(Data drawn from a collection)
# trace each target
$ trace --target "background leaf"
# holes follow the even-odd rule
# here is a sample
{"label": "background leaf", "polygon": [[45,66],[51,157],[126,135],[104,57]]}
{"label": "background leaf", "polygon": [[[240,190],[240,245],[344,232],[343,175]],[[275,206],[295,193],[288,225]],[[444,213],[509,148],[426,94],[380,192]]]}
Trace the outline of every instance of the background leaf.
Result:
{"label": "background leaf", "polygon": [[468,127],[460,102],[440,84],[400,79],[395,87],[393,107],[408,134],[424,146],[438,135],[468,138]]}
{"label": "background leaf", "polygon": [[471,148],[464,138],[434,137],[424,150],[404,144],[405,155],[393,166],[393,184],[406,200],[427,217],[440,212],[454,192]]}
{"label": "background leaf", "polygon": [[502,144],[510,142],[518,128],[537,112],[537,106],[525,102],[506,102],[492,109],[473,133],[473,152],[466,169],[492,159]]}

» Exercise instructions:
Retype every item above exactly, character for character, keeping the line breaks.

» Exercise response:
# trace each target
$ trace --target "background leaf"
# holes follow the even-odd rule
# here is a sample
{"label": "background leaf", "polygon": [[45,66],[51,157],[126,135],[104,57]]}
{"label": "background leaf", "polygon": [[[240,190],[240,245],[344,232],[343,175]],[[275,206],[295,193],[288,225]],[[444,213],[509,148],[426,94],[380,192]]]}
Trace the outline of every instance of the background leaf.
Result:
{"label": "background leaf", "polygon": [[468,127],[460,102],[440,84],[400,79],[395,87],[393,107],[408,134],[424,146],[438,135],[468,138]]}
{"label": "background leaf", "polygon": [[471,148],[464,138],[434,137],[424,150],[404,144],[405,155],[393,166],[393,184],[406,200],[427,217],[440,212],[454,192]]}
{"label": "background leaf", "polygon": [[502,144],[510,142],[518,128],[537,112],[537,106],[525,102],[506,102],[492,109],[473,133],[473,152],[466,169],[492,159]]}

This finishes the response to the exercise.